▶ **Document excerpt**
──────────

Amazon S3 is great. Except when it isn't. When you are using it a lot - we have stored around one million customer objects so far - you begin to see some odd things that look more like "eventual madness" than "eventual consistency".

One of the things that we learned right away, is that S3's error codes can't be trusted. Sometimes you will see a 403 Permission Denied, but when you execute the exact same request again, it miraculously works all of a sudden. For that reason, you generally have to retry in case you receive an error message. Only if a certain error occurs several times, you should start listening. We are currently re-trying up to 6 times with increasing timeouts.

The latest thing we ran into, is that S3's confirmations for PUT requests are not to be trusted either. The symptoms we saw were that some of the S3 URLs we returned to our customers were simply not working. Reproducing this has been a huge challenge. At one point we were able to see the problem after ~25 PUT's, another time nothing happened after 2500 PUT's (10 GB total). So there is still a tiny chance of a bug being somewhere within our system, but at this point we are pretty convinced that this is an Amazon issue that occurs infrequently.

──────────

▶ **Given information**
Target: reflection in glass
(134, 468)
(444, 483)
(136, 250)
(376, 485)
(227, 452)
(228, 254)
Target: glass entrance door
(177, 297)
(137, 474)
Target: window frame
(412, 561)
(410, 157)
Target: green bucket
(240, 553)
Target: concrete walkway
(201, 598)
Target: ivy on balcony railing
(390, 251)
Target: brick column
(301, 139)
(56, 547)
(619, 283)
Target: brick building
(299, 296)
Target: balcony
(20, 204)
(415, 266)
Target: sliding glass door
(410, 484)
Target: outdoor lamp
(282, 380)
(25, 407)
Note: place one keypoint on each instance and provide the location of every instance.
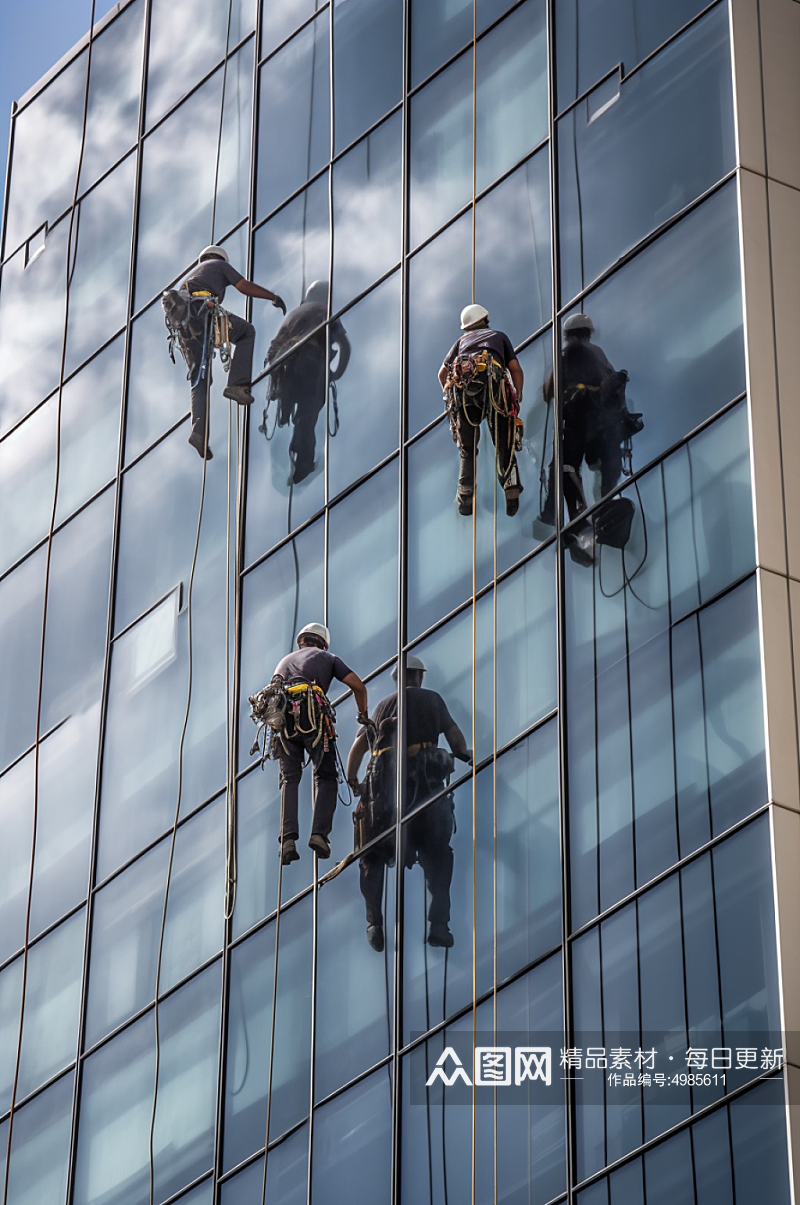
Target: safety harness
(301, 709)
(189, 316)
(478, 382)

──────────

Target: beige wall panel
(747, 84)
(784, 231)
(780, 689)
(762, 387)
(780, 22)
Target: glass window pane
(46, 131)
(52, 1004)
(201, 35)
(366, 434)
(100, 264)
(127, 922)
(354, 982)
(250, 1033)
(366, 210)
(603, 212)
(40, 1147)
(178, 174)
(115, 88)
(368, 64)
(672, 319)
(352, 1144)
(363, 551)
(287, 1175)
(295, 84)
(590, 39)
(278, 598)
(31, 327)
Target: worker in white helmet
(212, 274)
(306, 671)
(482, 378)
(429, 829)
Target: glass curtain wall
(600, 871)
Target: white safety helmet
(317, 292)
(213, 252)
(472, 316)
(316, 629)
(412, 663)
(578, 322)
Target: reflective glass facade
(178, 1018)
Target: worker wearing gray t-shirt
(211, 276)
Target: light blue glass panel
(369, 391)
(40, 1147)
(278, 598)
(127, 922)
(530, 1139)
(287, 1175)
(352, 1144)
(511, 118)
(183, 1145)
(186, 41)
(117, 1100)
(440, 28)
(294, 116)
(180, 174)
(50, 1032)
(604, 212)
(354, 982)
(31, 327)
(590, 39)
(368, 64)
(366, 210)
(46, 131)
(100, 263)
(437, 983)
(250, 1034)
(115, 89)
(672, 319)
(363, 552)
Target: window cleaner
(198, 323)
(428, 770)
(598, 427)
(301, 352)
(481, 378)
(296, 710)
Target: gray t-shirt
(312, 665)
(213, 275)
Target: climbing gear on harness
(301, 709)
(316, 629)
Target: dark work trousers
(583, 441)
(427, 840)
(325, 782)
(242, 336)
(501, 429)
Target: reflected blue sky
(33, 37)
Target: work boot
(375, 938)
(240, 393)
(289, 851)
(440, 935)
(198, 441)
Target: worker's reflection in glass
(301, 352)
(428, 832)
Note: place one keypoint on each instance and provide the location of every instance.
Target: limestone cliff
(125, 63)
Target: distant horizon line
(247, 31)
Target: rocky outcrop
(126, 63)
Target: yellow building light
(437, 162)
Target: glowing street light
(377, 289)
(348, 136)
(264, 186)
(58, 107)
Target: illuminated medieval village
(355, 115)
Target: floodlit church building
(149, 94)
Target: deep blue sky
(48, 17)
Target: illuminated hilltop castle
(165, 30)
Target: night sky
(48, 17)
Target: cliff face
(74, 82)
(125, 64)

──────────

▶ **Check your understanding**
#1 In the Amazon S3 text, how many times do the writers currently retry a failed request?
#2 List every number given in the Amazon S3 text, leaving out the 3 in the name S3.
#3 Write what comes next in the Amazon S3 text, picking up after its last sentence.
The material has no connection to the Amazon S3 text.

▶ **Responses to the tasks**
#1 Up to 6 times, with increasing timeouts.

#2 one million, 403, 6, ~25, 2500, 10

#3
Enter crazy land. When dealing with an eventually consistent system, where "eventually" may sometimes mean "never", how do you verify the success of a write operation? You can, of course, check the bucket to see whether the object exists after each write, but what if it doesn't? When does this become an error condition? Moreover, when the object does exist, what does that mean? It is safe to assume this means that at least one client is able to see the object, but not that it has finished replicating and is therefore available to all clients.

While there is no perfect answer, we have decided to verify the presence of a stored file with up to eleven checks over a period of two minutes. If the file does not exist by that time, we will retry the job up to six times. While this is far from ideal, it will probably reduce the chance that we hand out invalid S3 URLs to a similar level as winning a decent prize in the lottery.

Another thing that struck us as interesting is that S3's consistency model is not the same in all regions. While "US Default" employs the traditional "eventual consistency" model, all other regions provide "read-after-write" consistency. While incredibly confusing from a customer standpoint, the reason for this seems to be that "US Default" spawns from the east to the west coast, so the speed of light is getting in the way of providing the same guarantees.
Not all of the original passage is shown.